**Set tasks**:
1. In the post about Colby Vokey and Guantanamo, condense the paragraph that opens "An hour or two later they came back" into a shorter account that keeps its main events.
2. Pick up the post about Colby Vokey and Guantanamo after its last sentence and carry it on.

*** Article ***

Wednesday, October 31, 2007

Don't buy what the ACLU's selling? Then how about a Marine?

On September 11 of last year, I wrote a post here about where American freedom stood at that moment. The post included the story of Omar Khadr, a teenage detainee at Guantanamo Bay:
An hour or two later they came back, checked the tautness of his chains and pushed him over on his stomach. Transfixed in his bonds, Omar toppled like a figurine. Again they left. Many hours had passed since Omar had been taken from his cell. He urinated on himself and on the floor. The MPs returned, mocked him for a while and then poured pine-oil solvent all over his body. Without altering his chains, they began dragging him by his feet through the mixture of urine and pine oil. Because his body had been so tightened, the new motion racked it. The MPs swung him around and around, the piss and solvent washing up into his face. The idea was to use him as a human mop. When the MPs felt they'd successfully pretended to soak up the liquid with his body, they uncuffed him and carried him back to his cell. He was not allowed a change of clothes for two days.

Yesterday NPR featured a story on Lt. Col. Colby Vokey, the Marine attorney who defended Khadr, who is retiring next year. (Found via Daily Kos, "One fewer good man".)

By all accounts, Vokey is a Marine's Marine.
"Colby Vokey?" muses retired Col. Jane Siegel "Integrity almost seems like a word too small to describe him."

Says Lt. Col. Matthew Cord, "He's just one of the best."

But Vokey is retiring because he is, in his words, "fed up." And his revelations about Guantanamo are startling, albeit nothing new to a lot of us.
The U.S. has imprisoned hundreds of "enemy combatants" at Guantanamo Bay in a military legal system that Vokey denounces as "horrific." Vokey saw the system first-hand when he agreed two years ago to defend a teenager there who had been charged with murdering a U.S. soldier in Afghanistan. Vokey said he knew the case would be difficult, but he discovered that the legal system at Guantanamo is a "sham."

*** Given entries ***

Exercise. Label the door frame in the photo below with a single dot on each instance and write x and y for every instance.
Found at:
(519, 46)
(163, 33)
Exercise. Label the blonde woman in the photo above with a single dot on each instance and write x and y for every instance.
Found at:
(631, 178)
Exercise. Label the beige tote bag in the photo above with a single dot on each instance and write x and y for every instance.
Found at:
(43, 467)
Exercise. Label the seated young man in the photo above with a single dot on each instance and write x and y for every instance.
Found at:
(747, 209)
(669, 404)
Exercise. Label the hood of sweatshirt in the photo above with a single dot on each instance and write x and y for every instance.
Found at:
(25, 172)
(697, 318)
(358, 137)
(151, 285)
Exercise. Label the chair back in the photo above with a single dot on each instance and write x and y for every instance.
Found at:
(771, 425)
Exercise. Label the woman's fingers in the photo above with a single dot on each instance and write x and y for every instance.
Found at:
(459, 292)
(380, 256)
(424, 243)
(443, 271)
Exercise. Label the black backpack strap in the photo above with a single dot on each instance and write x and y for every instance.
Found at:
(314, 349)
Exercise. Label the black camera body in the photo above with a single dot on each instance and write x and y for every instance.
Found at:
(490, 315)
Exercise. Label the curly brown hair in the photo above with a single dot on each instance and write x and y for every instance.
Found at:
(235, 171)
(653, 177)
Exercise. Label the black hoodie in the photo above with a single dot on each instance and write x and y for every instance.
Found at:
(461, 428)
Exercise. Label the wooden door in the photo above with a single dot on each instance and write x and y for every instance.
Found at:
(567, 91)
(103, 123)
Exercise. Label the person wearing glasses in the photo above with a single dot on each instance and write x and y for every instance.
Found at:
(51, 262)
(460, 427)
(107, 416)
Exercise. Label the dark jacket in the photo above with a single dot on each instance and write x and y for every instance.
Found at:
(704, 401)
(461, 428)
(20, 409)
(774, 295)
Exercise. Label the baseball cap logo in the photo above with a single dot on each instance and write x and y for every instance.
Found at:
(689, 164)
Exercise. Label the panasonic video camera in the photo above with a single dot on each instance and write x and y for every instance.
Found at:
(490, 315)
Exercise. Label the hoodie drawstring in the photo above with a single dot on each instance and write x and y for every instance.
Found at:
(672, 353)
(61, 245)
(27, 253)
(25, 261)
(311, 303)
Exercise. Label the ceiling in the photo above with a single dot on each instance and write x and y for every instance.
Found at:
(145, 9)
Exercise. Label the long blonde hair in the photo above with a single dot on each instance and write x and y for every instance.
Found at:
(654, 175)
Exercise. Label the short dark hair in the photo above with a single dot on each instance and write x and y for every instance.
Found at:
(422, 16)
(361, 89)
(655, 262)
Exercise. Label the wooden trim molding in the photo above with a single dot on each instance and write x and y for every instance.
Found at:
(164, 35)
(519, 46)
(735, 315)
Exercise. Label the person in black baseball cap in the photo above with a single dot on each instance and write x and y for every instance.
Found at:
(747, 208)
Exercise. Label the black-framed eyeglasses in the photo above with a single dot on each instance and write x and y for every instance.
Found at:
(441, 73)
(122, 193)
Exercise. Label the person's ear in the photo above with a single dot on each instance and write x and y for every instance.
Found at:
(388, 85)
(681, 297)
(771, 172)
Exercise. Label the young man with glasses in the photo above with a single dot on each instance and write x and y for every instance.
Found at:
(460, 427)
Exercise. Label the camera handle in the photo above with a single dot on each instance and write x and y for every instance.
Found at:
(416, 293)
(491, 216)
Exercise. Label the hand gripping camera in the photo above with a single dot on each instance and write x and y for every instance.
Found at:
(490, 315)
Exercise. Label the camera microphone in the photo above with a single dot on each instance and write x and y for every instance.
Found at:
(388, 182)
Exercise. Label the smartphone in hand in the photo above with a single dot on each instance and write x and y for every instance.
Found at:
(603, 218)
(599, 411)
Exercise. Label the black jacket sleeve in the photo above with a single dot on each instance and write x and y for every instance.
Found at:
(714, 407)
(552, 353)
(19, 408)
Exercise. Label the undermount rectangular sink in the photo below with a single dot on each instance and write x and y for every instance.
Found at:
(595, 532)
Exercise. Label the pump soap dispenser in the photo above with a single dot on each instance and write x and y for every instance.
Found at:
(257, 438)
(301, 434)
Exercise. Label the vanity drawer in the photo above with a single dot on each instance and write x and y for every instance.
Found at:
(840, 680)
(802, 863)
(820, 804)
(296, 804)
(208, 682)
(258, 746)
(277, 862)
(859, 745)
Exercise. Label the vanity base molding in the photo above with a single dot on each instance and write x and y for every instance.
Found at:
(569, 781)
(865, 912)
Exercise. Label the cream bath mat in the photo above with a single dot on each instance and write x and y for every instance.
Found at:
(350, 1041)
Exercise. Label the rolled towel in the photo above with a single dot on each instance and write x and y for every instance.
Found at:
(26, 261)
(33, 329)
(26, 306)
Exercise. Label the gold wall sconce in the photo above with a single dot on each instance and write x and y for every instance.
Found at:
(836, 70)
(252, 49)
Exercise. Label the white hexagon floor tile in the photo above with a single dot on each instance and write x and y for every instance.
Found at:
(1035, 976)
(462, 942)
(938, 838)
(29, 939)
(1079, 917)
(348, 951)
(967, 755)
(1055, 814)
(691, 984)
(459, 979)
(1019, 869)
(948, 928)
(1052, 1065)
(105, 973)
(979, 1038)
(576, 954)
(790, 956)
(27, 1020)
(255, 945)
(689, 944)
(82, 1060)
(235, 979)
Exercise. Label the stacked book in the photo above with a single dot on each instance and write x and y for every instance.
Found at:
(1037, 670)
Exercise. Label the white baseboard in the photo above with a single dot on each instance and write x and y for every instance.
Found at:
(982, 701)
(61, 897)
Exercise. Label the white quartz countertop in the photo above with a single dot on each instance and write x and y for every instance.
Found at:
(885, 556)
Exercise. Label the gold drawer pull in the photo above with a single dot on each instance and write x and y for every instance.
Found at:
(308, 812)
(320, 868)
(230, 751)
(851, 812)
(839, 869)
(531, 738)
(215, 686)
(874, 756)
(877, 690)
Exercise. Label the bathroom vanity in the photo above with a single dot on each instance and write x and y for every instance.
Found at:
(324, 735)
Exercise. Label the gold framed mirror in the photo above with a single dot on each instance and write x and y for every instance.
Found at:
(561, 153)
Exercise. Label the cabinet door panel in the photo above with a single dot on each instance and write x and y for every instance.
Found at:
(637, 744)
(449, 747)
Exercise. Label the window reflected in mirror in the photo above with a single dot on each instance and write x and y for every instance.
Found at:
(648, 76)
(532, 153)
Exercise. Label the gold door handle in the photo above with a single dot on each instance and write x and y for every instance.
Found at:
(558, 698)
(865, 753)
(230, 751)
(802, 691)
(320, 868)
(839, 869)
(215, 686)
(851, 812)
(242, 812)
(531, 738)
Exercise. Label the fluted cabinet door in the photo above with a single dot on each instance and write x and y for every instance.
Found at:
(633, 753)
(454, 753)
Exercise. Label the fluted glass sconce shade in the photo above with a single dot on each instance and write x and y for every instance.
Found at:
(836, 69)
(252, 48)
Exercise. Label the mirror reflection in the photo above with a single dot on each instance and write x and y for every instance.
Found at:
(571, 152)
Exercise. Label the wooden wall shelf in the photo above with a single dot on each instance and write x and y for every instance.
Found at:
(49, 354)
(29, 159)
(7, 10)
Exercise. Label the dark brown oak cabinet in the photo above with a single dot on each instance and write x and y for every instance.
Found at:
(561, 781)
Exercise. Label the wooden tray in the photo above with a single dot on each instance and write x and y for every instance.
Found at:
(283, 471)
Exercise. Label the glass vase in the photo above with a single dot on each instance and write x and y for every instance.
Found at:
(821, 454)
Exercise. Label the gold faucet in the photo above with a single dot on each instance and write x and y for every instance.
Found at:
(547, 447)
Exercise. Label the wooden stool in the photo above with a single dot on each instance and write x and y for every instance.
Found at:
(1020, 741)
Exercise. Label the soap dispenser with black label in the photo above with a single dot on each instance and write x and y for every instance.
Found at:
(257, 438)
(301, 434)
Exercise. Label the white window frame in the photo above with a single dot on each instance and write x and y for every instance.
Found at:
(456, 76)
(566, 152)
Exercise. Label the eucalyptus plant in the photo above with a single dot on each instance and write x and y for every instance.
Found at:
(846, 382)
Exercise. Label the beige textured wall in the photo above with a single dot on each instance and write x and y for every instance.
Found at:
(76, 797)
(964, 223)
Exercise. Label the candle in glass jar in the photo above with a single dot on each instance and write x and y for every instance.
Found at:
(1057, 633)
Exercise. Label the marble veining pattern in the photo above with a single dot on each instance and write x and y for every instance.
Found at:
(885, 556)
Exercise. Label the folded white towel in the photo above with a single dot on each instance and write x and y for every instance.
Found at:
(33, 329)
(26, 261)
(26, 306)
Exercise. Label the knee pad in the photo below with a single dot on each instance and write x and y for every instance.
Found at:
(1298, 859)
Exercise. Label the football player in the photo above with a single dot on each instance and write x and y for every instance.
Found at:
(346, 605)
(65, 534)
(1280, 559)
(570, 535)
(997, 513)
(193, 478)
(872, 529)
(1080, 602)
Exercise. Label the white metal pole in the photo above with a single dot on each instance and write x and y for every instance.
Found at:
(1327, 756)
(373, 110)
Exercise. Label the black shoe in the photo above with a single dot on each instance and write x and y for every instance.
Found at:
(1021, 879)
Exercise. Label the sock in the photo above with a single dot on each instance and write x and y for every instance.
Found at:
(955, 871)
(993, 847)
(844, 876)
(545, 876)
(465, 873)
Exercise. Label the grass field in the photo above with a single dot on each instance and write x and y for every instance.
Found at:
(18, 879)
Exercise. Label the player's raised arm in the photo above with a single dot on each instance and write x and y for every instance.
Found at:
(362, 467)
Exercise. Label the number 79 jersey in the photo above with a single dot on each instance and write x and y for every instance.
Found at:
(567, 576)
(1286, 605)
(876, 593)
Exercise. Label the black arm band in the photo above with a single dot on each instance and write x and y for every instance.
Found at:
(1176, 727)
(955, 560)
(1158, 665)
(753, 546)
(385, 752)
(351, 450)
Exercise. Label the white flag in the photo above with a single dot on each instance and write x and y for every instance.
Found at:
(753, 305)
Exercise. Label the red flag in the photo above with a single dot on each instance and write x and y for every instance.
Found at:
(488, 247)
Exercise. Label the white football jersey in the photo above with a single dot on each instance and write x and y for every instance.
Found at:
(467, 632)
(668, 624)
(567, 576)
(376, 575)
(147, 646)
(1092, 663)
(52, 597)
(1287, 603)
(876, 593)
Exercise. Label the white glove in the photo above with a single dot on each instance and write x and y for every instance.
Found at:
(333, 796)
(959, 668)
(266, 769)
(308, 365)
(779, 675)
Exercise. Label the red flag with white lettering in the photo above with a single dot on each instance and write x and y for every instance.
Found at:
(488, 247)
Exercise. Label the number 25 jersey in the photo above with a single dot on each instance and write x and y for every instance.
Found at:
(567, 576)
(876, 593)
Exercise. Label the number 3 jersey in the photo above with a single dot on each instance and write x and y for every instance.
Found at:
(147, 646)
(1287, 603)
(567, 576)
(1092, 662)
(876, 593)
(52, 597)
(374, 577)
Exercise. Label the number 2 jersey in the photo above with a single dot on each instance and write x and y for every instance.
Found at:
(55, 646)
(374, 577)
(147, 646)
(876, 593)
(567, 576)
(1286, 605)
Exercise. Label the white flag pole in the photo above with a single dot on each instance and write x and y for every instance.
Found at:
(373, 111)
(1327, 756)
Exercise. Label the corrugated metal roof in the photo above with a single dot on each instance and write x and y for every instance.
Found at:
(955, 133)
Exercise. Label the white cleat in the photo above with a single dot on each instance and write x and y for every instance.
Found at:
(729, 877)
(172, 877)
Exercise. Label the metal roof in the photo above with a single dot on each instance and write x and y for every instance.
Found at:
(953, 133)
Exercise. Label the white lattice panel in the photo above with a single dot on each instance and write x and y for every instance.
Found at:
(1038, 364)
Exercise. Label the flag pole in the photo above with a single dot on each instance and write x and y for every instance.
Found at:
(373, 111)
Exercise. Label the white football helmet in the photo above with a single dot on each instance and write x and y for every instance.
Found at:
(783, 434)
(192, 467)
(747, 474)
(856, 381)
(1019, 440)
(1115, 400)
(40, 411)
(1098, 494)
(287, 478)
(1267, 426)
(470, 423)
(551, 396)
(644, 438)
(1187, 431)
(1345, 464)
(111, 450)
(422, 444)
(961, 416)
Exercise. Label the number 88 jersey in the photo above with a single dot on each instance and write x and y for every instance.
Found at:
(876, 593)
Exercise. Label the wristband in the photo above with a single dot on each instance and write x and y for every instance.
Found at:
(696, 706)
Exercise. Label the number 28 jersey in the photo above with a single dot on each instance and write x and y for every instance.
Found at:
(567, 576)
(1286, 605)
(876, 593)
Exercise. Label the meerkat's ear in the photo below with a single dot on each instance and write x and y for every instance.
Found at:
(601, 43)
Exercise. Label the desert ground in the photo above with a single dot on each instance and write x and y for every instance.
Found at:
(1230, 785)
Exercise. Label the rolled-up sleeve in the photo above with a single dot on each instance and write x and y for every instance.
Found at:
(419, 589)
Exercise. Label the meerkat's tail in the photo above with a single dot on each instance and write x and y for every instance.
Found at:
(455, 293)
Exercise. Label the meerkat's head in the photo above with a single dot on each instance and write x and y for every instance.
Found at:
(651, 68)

***

**Solved tasks**:
1. The MPs checked Omar's chains and pushed him onto his stomach, where he fell over rigidly in his bonds. Then they left. Hours after he had been taken from his cell, he urinated on himself and the floor. The MPs returned, mocked him and poured pine-oil solvent over his body. Still chained, he was dragged by his feet and swung around through the urine and solvent, which washed into his face. They were using him as a human mop. Afterward they uncuffed him and carried him back to his cell, and he was not allowed a change of clothes for two days.

2.
Vokey said the military staff constantly harassed him and interfered with his defense work by making it difficult even to meet with his client or show his client the government's evidence against him. The teenager confessed to killing the soldier, but he told Vokey he confessed after being shackled for hours in excruciating positions and bombarded by screeching music and flashing lights.

FBI agents have reported seeing detainees treated in similar ways and investigators at human rights groups have reported evidence suggesting that detainees are routinely abused.

Vokey calls the system "disgraceful."

"Anytime you want to subvert the rule of law to the power of a government, you've got a very bad thing brewing," Vokey told NPR. "As an officer in the Marine Corps I took an oath to support and defend the Constitution of the United States. And now we are perpetrating something that if any other country in the world was doing, we would likely step in and stop it."

After speaking out, Vokey was fired as the chief of defense counsels for the western United States.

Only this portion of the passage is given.